**Prompt a**
Write out the stretch of the records from the line containing "Category: weather vane" through the end of the records, including the requests, and shift each keypoint coordinate by adding 56 to every number. Give only those lines.

**Document excerpt**
○ ○ ○ ○ ○

# Kittens ;o)



## LousKoonz (Feb 9, 2008)

Thought i'd let everyone know that my beautiful Lady Panther had 9!! kittens between half 1 and half 4 this morning x

all good weights, smallest is 85g and biggest is 140g

once mums had some kip and kittens are completely dry i'll colour and sex them x

will also then take pics  x


----------



## Elmstar (Apr 7, 2008)

NINE!! Wow, that's a handful 

Congratulations, I can't wait to see the pics.


----------



## Kathryn1 (Jan 30, 2009)

Congratulations, you certainly have your handsful. Cant wait for some pics xx


----------



## LousKoonz (Feb 9, 2008)

Thanks girls xx

Well we have a variety here :lol: x

1 x Blue Tortie/Torbie (Silver?) Girl

2 x Black Solid Boys

1 x Blue Solid (Smoke?) Boy

1 x Blue Tabby Boy - could be blue silver

3 x Black Tabby Boys 

1 x Black Smoke Boy

however this is subject to change still :lol: xx

Noisy bunch!! x


----------



## ChinaBlue (Feb 3, 2008)

WOW NINE! Looking forward to seeing the photos. Congrats!


----------



## Guest (Mar 7, 2009)

WOW! 9!!!! well done mum!

Are you going to have to top up?


----------



## abbscats (Nov 8, 2008)

OMG 9!!! How wonderful, fantastic news - well done cant wait to see piccys of them all. Congratulations xx:thumbup:


----------



## LousKoonz (Feb 9, 2008)

thanks girls xx

One of them i am yes, he's not much smaller but not as strong as the others x hopefully i can help him get stronger though xx

However don't need to worry about the lone girl - nicknamed her scrappy doo already - moany and scrapping constantly lol x


----------



## Superpettoysrus.com (Nov 23, 2008)

awww wow...what an exciting time in your house


----------



## hstar (Dec 21, 2007)

oh wow 9!! 
cant wait to see the pics
congratulations
:thumbup:


----------



## spid (Nov 4, 2008)

Brilliant - 9 wow!!! Congratulations:thumbup:


----------



## LousKoonz (Feb 9, 2008)

montage of kittens - it's like a mad jumble lol x

will take individual ones in the next couple of days


----------



## lauren001 (Jun 30, 2008)

They look big and healthy. 
Fingers crossed for the weaker one.


----------



## LousKoonz (Feb 9, 2008)

He's not weak really, just going to find it much harder bless him with all the big bullies lol x he'll be ok though hopefully, he's being watched closely lol x


----------



## vickie1985 (Feb 18, 2009)

9! my god!

all looks great, enjoy them


----------



## lauren001 (Jun 30, 2008)

That's good to hear, I'm sure he'll do just fine.


----------



## hstar (Dec 21, 2007)

awwwwwww she looks drunk in the first pic bless..lol
mind you i would after giving birth to nine babies.
great pics
xxx


----------



## poshcats (May 17, 2008)

Congratulations on the kittens, Mummy looks so happy although she will have her paws full!!!

Lynne
x


----------



## Alansw8 (May 25, 2008)

Well done bet they are all a handfull as they grow


----------



## lymorelynn (Oct 4, 2008)

Oh wow - nine! Fantastic - well done Lady Panther, poor thing she must be worn out or she soon will be with all that lot 
They look lovely Lou. Congratulations


----------



## bluechip (Dec 26, 2008)

○ ○ ○ ○ ○

**Prompt b**
Reproduce the stretch of the kittens thread from "## poshcats (May" through "(May 25, 2008)" word for word.

○ ○ ○ ○ ○

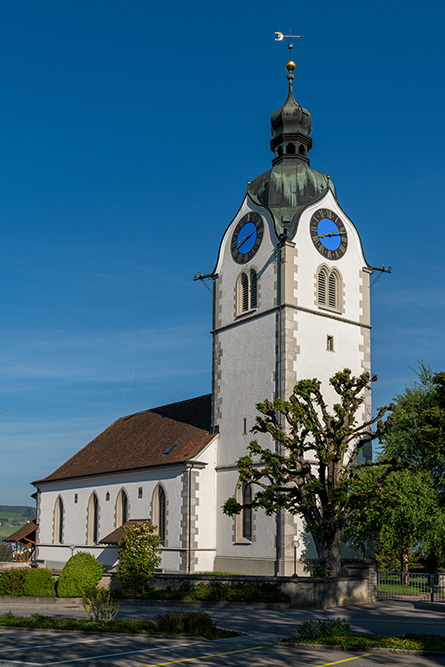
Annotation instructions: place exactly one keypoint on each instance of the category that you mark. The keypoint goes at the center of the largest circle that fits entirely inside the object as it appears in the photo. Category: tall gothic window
(158, 511)
(328, 288)
(247, 292)
(93, 520)
(243, 520)
(121, 508)
(58, 521)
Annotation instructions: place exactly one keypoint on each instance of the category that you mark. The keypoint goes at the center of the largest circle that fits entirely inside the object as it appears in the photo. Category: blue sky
(128, 131)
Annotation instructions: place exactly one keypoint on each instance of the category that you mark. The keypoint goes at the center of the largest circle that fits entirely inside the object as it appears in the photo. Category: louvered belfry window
(322, 288)
(328, 288)
(253, 289)
(332, 291)
(245, 290)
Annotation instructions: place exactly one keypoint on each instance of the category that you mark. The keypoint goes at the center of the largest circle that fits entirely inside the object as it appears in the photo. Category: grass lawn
(409, 642)
(337, 632)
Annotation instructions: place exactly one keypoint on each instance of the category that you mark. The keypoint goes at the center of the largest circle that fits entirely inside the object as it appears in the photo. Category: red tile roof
(21, 533)
(142, 440)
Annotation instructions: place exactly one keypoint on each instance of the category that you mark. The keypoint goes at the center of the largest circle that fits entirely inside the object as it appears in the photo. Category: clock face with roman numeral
(247, 237)
(328, 234)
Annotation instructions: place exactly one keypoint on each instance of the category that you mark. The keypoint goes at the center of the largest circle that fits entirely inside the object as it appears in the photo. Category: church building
(290, 301)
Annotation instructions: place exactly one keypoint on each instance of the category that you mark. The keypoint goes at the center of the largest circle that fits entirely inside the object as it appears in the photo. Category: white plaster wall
(75, 514)
(207, 509)
(264, 263)
(247, 378)
(309, 259)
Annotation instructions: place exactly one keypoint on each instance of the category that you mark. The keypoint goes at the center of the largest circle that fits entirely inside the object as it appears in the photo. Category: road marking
(201, 657)
(40, 646)
(99, 657)
(326, 664)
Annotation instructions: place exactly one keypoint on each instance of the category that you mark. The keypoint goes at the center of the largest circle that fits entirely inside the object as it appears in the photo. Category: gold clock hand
(322, 236)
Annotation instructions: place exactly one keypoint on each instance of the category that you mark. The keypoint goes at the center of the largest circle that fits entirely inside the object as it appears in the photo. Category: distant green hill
(22, 511)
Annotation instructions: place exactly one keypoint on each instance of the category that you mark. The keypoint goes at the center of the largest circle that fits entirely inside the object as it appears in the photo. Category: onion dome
(291, 128)
(291, 185)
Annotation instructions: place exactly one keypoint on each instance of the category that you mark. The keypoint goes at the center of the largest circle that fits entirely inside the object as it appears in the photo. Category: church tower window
(247, 292)
(328, 288)
(93, 520)
(58, 521)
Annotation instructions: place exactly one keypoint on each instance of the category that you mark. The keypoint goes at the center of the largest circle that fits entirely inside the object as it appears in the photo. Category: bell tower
(290, 300)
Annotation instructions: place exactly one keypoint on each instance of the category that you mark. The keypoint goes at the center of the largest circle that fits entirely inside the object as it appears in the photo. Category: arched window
(253, 289)
(158, 513)
(58, 522)
(321, 287)
(93, 520)
(332, 291)
(121, 508)
(328, 288)
(247, 513)
(247, 292)
(243, 520)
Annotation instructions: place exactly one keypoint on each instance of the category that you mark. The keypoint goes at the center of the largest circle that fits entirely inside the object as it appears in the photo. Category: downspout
(189, 519)
(278, 373)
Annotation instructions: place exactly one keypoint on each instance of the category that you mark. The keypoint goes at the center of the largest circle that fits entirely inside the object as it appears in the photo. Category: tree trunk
(405, 569)
(330, 555)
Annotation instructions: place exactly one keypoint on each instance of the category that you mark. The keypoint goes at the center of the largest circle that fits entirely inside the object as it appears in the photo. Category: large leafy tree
(405, 512)
(402, 514)
(315, 458)
(417, 437)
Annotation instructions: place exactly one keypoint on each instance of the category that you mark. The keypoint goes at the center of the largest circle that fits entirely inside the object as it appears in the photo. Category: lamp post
(296, 545)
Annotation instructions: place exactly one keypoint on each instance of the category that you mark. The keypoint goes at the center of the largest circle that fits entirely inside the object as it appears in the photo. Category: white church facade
(290, 301)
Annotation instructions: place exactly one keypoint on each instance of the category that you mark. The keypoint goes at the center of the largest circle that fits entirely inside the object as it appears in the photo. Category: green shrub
(99, 605)
(11, 582)
(38, 582)
(139, 555)
(80, 573)
(6, 553)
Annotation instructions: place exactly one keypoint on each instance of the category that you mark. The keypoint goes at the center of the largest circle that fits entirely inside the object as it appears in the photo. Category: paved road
(22, 648)
(42, 649)
(379, 618)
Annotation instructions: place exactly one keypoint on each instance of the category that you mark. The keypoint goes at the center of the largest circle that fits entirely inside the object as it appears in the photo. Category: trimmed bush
(139, 555)
(11, 583)
(38, 582)
(81, 573)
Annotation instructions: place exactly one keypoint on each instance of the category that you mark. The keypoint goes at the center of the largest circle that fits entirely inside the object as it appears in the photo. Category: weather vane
(280, 36)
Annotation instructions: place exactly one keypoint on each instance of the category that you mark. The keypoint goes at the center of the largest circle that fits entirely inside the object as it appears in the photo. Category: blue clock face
(328, 234)
(247, 237)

○ ○ ○ ○ ○

**Exercise solution a**
Annotation instructions: place exactly one keypoint on each instance of the category that you mark. The keypoint goes at the center of the largest circle that fits entirely inside the object as it appears in the photo. Category: weather vane
(336, 92)
Annotation instructions: place exactly one keypoint on each instance of the category that you mark. The keypoint goes at the center of the largest circle that fits entirely inside the object as it appears in the photo. Category: blue clock face
(384, 290)
(303, 293)

**Exercise solution b**
## poshcats (May 17, 2008)

Congratulations on the kittens, Mummy looks so happy although she will have her paws full!!!

Lynne
x


----------



## Alansw8 (May 25, 2008)